**CONSEGNA:**
Rispondi in breve alle domande seguenti sul racconto del piccione Jeff.
(a) Che cosa sarebbe accaduto a Jeff se non fosse riuscito a portare a termine la missione?
(b) Quale forma aveva l'oggetto, secondo quanto Jeff aveva appreso durante l'addestramento?
(c) Che cosa comprese Jeff quando la scatola sembrò inclinarsi verso il basso?

**BRANO ESTRATTO:**
■ ■ ■ ■ ■ ■ ■

Il senso di accelerazione spropositata fuori dalla scatola oscura stava finalmente diminuendo, benché il fischio del vento non accennasse a calare d’intensità. Come fatto altre migliaia di volte all’interno della sua gabbietta, Jeff scrutò con solenne intensità ogni angolo della sua plancia di osservazione. Gli occhi attenti, il collo proteso, il becco leggermente aperto, nell’apparente tentativo disperato di assorbire il maggior numero possibile d’informazioni. Del resto Jeff sapeva, grazie ai suoi ricordi pregressi, che qualora non fosse riuscito a portare a termine l’importante missione non avrebbe ricevuto, fino al giorno successivo, altro cibo che quello assolutamente necessario alla sua sopravvivenza. Così le piume dorsali, all’improvviso, fecero per sollevarsi tutte assieme, mentre con un senso di trionfo aviario vide palesarsi, tra le nebbie mattutine, la sagoma desiderato dell’oggetto. Largo e piatto, come aveva appreso attraverso i lunghi mesi d’addestramento, con la protrusione verticale di quella che poteva solamente essere una ciminiera. Ma Jeff naturalmente, essendo un semplice piccione, non aveva conoscenza della terminologia specifica. Bensì la sola cognizione, rafforzata con sincera e reiterata enfasi, che colpendo tale cosa ancora e ancora e ancora, a un certo punto avrebbe ricevuto l’agognata soddisfazione alimentare. Così Jeff beccò, e beccò e beccò, la nave che tanto sembrava stesse facendo, per spostarsi dal centro esatto della sua magica finestra sul mondo. E man mano che continuava a farlo, il nemico ritornava proprio dove voleva che fosse, grazie alle azioni pregresse delle onnipotenti entità-umane, sole responsabili di averlo messo in quella strana situazione. Ci fu un momento sospeso nell’arco del tempo, quindi, in cui la scatola sembrò inclinarsi verso il basso, accelerando nuovamente fino a un punto privo di precedenti. E fu allora che Jeff comprese istintivamente, grazie allo strumento dell’istinto animale, che il momento della fine era ormai vicino.

■ ■ ■ ■ ■ ■ ■

**RECORD FORNITI:**

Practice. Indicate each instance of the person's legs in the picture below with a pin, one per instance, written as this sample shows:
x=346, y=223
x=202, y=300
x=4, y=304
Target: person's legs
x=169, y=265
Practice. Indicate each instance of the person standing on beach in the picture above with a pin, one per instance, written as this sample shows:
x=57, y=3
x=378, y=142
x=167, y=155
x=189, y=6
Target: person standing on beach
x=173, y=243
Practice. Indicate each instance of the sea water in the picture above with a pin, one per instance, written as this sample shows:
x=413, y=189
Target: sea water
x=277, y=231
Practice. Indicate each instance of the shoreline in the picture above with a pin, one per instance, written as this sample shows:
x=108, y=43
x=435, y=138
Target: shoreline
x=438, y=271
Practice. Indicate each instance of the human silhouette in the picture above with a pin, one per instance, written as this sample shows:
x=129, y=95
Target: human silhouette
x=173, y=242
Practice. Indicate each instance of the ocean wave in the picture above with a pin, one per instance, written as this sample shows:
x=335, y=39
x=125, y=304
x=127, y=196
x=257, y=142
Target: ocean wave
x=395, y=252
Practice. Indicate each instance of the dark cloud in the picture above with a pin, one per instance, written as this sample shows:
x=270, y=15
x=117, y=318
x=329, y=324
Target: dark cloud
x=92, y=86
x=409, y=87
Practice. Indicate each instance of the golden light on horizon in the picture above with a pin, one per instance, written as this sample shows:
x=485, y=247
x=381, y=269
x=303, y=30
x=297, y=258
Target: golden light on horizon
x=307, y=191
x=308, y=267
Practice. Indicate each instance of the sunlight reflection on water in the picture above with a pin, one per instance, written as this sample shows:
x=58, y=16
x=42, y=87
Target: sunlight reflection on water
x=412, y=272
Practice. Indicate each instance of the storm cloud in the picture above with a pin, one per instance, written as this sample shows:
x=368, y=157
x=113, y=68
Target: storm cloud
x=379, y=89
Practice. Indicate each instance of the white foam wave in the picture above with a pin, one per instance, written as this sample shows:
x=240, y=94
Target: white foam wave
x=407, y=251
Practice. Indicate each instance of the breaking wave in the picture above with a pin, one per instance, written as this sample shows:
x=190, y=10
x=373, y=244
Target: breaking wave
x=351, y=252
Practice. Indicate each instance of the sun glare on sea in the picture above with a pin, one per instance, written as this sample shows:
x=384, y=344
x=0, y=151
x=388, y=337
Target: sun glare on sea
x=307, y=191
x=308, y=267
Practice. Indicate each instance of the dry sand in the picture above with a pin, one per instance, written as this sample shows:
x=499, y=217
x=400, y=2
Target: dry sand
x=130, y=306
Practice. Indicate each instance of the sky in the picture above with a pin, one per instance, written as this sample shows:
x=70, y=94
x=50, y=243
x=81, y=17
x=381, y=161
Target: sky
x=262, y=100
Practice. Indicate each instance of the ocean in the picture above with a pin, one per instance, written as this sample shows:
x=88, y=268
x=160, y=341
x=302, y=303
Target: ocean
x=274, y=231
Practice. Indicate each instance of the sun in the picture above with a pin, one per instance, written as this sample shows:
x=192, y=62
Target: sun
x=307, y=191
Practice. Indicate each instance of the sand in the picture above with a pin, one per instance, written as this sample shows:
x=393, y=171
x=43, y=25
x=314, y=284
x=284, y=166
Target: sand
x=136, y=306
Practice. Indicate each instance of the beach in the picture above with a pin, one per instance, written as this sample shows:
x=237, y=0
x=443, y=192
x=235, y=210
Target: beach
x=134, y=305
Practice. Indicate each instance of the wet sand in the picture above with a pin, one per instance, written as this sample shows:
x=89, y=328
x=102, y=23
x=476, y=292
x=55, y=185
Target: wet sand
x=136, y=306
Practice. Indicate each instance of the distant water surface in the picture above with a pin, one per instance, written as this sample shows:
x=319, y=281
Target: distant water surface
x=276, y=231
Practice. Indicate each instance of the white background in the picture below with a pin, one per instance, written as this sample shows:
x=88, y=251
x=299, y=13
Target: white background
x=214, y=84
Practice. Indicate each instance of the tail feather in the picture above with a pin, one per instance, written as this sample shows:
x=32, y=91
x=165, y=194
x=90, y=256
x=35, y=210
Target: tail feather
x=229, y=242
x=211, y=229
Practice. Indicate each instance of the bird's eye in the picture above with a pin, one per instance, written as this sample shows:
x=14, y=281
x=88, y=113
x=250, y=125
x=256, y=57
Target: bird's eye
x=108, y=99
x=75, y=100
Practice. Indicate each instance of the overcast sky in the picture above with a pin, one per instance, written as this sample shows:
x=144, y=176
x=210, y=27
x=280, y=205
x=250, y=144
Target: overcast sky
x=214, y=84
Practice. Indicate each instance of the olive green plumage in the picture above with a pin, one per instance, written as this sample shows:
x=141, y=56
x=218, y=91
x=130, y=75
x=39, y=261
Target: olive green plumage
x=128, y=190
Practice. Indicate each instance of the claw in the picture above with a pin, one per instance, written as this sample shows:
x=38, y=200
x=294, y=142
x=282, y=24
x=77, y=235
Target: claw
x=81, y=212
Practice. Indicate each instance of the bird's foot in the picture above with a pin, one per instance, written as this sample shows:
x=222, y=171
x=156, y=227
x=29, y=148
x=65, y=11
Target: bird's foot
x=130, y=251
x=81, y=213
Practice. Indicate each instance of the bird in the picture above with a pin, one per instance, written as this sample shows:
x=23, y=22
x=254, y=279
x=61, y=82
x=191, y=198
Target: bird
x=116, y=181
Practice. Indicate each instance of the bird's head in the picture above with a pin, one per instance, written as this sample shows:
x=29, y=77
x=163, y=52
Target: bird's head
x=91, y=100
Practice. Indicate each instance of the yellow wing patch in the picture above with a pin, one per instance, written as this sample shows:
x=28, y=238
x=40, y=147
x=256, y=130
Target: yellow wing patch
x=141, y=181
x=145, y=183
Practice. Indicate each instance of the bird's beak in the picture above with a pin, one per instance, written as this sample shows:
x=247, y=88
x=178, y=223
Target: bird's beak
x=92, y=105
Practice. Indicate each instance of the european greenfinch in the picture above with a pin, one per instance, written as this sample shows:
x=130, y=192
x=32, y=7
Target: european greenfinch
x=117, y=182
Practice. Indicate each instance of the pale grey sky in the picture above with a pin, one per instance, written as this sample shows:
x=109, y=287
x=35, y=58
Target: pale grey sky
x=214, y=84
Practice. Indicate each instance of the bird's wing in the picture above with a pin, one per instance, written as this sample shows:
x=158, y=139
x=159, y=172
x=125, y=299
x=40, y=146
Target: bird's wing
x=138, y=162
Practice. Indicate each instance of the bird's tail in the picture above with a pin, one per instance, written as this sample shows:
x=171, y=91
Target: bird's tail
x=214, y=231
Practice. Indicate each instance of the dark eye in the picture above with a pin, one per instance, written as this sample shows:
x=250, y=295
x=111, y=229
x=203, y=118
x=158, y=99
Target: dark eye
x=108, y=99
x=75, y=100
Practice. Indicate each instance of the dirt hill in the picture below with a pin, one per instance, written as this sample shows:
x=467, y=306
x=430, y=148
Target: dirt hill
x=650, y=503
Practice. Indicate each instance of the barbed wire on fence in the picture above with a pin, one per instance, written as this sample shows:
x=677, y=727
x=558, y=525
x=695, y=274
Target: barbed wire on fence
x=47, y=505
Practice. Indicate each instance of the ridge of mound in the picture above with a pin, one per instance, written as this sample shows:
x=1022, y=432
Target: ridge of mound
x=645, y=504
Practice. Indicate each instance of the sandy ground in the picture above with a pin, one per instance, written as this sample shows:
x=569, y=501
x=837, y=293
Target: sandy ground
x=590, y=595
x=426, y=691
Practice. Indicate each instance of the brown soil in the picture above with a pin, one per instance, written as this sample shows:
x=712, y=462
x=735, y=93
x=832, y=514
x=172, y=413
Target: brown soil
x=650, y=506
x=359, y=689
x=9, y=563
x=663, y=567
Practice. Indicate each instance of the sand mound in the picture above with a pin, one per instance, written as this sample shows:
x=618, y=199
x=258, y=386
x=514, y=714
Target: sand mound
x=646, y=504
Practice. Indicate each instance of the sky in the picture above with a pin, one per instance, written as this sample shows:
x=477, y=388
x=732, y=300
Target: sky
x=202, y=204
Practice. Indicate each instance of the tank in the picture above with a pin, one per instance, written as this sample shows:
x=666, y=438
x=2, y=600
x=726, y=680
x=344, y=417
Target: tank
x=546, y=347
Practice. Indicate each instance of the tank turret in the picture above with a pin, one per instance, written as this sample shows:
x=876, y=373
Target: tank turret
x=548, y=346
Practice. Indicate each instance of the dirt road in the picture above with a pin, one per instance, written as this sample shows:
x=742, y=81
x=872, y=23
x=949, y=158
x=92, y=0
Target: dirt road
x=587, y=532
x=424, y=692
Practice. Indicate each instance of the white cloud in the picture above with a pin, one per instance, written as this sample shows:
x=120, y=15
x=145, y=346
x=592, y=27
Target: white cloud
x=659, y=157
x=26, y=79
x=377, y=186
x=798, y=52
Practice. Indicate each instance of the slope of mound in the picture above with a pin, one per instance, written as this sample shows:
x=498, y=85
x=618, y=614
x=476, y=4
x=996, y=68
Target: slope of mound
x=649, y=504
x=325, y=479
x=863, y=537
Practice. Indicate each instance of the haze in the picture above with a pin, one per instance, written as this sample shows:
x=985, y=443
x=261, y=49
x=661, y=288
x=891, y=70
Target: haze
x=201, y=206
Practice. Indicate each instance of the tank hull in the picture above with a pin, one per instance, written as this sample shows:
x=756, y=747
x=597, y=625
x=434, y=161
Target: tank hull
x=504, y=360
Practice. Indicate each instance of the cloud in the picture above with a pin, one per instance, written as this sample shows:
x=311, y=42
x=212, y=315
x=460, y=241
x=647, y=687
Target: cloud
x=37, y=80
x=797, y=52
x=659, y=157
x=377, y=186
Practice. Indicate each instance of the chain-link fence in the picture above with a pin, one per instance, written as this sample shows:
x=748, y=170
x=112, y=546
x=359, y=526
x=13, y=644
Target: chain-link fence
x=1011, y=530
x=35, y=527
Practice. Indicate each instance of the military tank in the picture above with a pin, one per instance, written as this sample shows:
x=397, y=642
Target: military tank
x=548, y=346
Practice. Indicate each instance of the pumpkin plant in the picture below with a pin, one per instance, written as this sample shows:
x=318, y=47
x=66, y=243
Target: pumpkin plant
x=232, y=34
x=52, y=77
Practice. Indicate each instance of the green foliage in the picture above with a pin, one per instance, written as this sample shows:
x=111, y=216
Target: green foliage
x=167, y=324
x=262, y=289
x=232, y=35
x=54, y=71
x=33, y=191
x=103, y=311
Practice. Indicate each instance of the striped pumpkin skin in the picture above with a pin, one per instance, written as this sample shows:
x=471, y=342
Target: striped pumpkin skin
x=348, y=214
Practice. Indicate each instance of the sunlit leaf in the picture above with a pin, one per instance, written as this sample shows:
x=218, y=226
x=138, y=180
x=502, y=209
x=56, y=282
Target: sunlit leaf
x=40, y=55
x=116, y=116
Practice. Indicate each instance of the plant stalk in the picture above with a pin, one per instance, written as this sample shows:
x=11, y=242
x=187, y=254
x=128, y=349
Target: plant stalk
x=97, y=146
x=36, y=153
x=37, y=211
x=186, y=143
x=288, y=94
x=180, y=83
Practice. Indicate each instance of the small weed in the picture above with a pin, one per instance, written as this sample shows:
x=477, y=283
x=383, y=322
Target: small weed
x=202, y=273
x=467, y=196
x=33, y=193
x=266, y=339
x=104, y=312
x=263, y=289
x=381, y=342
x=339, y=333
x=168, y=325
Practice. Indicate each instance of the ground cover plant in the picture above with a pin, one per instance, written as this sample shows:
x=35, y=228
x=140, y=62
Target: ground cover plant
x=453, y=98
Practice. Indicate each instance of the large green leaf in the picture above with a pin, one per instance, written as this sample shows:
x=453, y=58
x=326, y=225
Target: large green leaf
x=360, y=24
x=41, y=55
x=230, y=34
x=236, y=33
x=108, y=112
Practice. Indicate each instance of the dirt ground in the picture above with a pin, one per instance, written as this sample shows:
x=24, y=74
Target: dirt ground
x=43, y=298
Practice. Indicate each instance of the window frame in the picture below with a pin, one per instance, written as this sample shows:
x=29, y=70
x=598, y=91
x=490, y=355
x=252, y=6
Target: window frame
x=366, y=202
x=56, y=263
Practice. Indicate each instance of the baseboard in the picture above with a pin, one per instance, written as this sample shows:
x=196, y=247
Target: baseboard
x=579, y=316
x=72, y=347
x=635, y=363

■ ■ ■ ■ ■ ■ ■

**SOLUZIONE:**
(a) Fino al giorno successivo non avrebbe ricevuto altro cibo che quello assolutamente necessario alla sua sopravvivenza.
(b) Era largo e piatto, con la protrusione verticale di una ciminiera.
(c) Comprese che il momento della fine era ormai vicino.